[Passage given]:

Effectiveness metrics In this study, we address the problem at hand as a binary classification task, distinguishing between two primary classes: the ‘normality’ class, representing non-malicious entities, and the ‘attack’ class, indicative of malware presence —this binary framework is crucial for a targeted analysis in distinguishing malicious from benign instances. The metrics are computed explicitly in relation to the prediction of the malware class, which is of interest in our context.

Specifically, different metrics are adopted in cybersecurity to evaluate various aspects of a malware detection model’s performance. Each metric, with its own strengths, collectively provides a comprehensive picture of the model’s effectiveness. Accurately detecting malware while minimizing false alarms is crucial for maintaining system integrity and user trust. In this context, we discuss four key metrics: Accuracy Score, Area Under the Receiver Operating Characteristics, F1-score, and False Positive Rate.

• Accuracy Score (ACC) is calculated as:

  $$\begin{aligned} \text {ACC} = \frac{\text {TP} + \text {TN}}{\text {TP} + \text {TN} + \text {FP} + \text {FN}} \end{aligned}$$

  It measures the proportion of total correct predictions (both malware and non-malware) made by the model out of all predictions. A high accuracy score indicates a generally reliable model across various scenarios in malware detection. However, it is essential to note that in cases of imbalanced datasets-where one class (e.g., malware) is much rarer than the other-accuracy alone might be misleading.

• Area Under the ROC (AUC) is derived by plotting the True Positive Rate (TPR) against the False Positive Rate (FPR) at different thresholds and calculating the area under this curve. This metric is critical, especially in scenarios with imbalanced classes, as it measures the model’s ability to discriminate between classes (malware and benign) at various thresholds. A model with a high auroc is apt at distinguishing malware from non-malware, making it valuable for ensuring that genuine threats are not missed.

• F1 Score (F1) is defined as:

  $$\begin{aligned} \text {F1} = 2 \cdot \frac{\text {Precision} \cdot \text {Recall}}{\text {Precision} + \text {Recall}} \end{aligned}$$

  This metric is particularly relevant when there is a need to balance between Precision and Recall. In malware detection, this means correctly identifying actual malware (Recall) while minimizing the misclassification of benign software as malware (Precision). It is beneficial when false positives and false negatives have serious implications.

[Work to be completed]:
Retype the stretch of the malware detection metrics passage from "This metric is particularly" through "have serious implications." word for word.

[Information shown]:
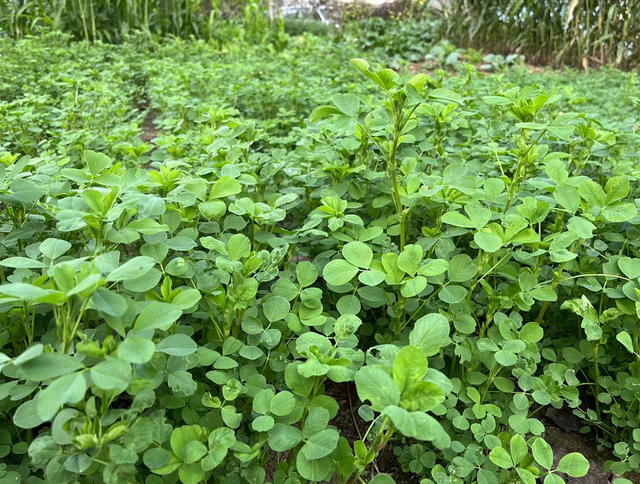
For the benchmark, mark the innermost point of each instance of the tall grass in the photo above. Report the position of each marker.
(557, 32)
(110, 20)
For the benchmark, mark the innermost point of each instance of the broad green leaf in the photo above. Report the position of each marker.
(518, 448)
(177, 345)
(409, 259)
(111, 374)
(276, 308)
(132, 269)
(358, 253)
(377, 386)
(321, 444)
(625, 340)
(224, 187)
(409, 366)
(489, 242)
(430, 333)
(339, 272)
(542, 453)
(283, 437)
(574, 465)
(461, 268)
(66, 389)
(157, 315)
(136, 350)
(501, 458)
(54, 248)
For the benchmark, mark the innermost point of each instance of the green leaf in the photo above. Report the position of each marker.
(96, 162)
(371, 277)
(347, 103)
(358, 253)
(461, 268)
(375, 384)
(132, 269)
(66, 389)
(413, 287)
(282, 404)
(22, 263)
(321, 444)
(501, 458)
(43, 366)
(409, 259)
(457, 220)
(382, 479)
(54, 248)
(224, 187)
(518, 447)
(574, 465)
(157, 315)
(625, 340)
(430, 333)
(276, 308)
(544, 293)
(409, 366)
(620, 212)
(191, 473)
(111, 374)
(629, 267)
(284, 437)
(306, 273)
(263, 423)
(193, 451)
(136, 350)
(592, 193)
(568, 197)
(489, 242)
(542, 453)
(239, 247)
(339, 272)
(177, 345)
(26, 415)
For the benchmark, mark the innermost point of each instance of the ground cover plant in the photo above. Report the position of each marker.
(202, 250)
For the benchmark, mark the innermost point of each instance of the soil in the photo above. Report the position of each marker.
(562, 434)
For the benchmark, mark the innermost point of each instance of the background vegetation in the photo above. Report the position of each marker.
(233, 250)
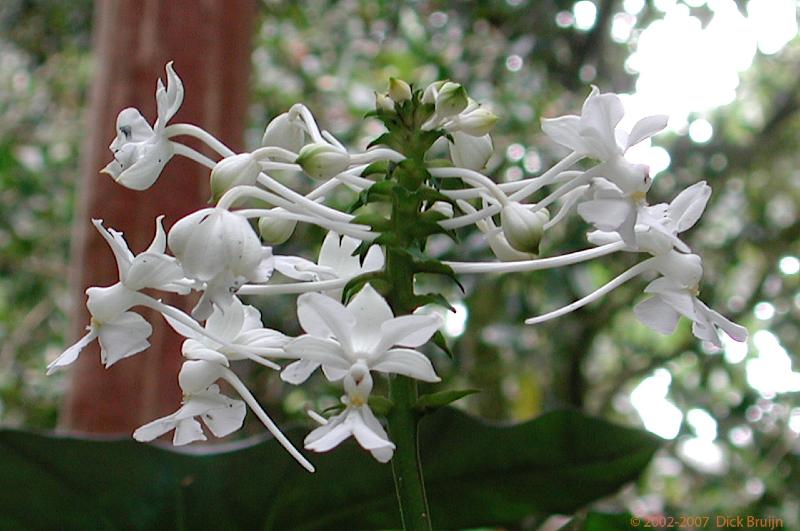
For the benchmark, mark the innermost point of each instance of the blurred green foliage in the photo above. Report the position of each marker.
(513, 55)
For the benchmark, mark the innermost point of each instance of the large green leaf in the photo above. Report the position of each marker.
(476, 474)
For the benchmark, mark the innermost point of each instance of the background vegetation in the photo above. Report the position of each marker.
(736, 449)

[Written solution]:
This metric is particularly relevant when there is a need to balance between Precision and Recall. In malware detection, this means correctly identifying actual malware (Recall) while minimizing the misclassification of benign software as malware (Precision). It is beneficial when false positives and false negatives have serious implications.